-- START OF Source extract --

# iPhone skipping on a specific song problem



## EtLesMontagnes (Nov 4, 2007)

hey all, i seem to have a problem with my iphone. i downloaded a song off limewire a few days ago. it played absolutley fine on itunes, no stopping or skipping at all. after i download it onto my iphone, every single time it plays, at the same spot it starts breaking up, stops, and then after a few seconds just skips to the next song. i thought "oh maybe the file's just corupt or something" (even though that wouldn't really make sense since it worked fine on itunes). so i delete the mp3, download ANOTHER one, and low and behold, after i loaded it on my phone it stops and skips on the EXACT spot again. i was listning to my friends ipod the other day, and she had the song and it played fine. so i asked her to send it to me because i thought i just kept on getting these corupt files by chance. earlier today she did. and yes, it did NOT work once again! now i know that sometthing must be wrong with my iphone (or computer?), and it's definatley not the file thats screwing up. its actually so odd because my other songs are working, and not stopping/skipping at all. i have downloaded a few other songs after this one, and they all work. its just THIS specific song that keeps skipping. it's driving me crazy, not so much that i need this song, but i just want to know why this is happening! have any of you guys experienced the same thing on your iphones/ipods? how did you fix it? thanks


----------



## Black (Dec 13, 2007)

-- END OF Source extract --
-- START OF Provided information --

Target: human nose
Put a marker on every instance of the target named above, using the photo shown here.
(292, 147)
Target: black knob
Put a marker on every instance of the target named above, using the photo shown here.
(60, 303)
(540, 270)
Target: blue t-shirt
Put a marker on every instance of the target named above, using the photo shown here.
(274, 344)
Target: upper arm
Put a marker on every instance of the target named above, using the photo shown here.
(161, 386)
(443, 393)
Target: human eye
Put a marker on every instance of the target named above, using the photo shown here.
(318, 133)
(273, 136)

-- END OF Provided information --
-- START OF Provided information --

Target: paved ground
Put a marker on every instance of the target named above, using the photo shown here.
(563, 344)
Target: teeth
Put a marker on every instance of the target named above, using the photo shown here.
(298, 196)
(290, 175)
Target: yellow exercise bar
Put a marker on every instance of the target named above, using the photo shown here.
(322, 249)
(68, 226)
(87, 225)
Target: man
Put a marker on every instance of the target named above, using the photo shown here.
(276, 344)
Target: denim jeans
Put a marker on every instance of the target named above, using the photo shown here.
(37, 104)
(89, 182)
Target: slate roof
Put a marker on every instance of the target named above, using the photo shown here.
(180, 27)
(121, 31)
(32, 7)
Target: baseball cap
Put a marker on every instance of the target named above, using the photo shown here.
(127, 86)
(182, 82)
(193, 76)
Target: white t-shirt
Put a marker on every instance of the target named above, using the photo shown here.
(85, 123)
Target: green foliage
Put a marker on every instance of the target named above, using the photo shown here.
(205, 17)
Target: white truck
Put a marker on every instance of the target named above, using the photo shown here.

-- END OF Provided information --

Requirements:
A: Answer these about the iPhone skipping thread:
(i) Through what program was the song first downloaded?
(ii) What does the song do a few seconds after it stops on the iPhone?
(iii) On what date was the first post made?
B: Carry the iPhone skipping thread forward from its last line.
The items aren't needed for anything here.

Expected results:
A:
(i) LimeWire
(ii) It skips to the next song.
(iii) Nov 4, 2007

B:
All i know is that a lot of songs from limewire are actually the exact same audio file, maybe you're just getting a copy of the same one over and over?... oh crap wait no that wouldn't explain anything considering your friend has the same song.

Possibly something with the # of the song in the songlist?


----------



## amoda (Sep 23, 2005)

I'm having a similar problem, but slightly different. When connecting my iPod to my car, via an aux, all my songs work just dandy...other than 1 specific song (Low by Flo Rider ft. Akon). It works on my computer, works on my iPod but doesn't work on the car. It's the same format as all the other songs. Sh1t happens I guess.


----------



## chas_m (Dec 2, 2007)

Must be LimeWire! 

Okay I might be kidding ... but there's a quick way to fix it ... download the song from iTunes (if it's available). 99 cents seems a small price to pay to fix one f'd up song ...


----------



## cyberphox (Jul 11, 2007)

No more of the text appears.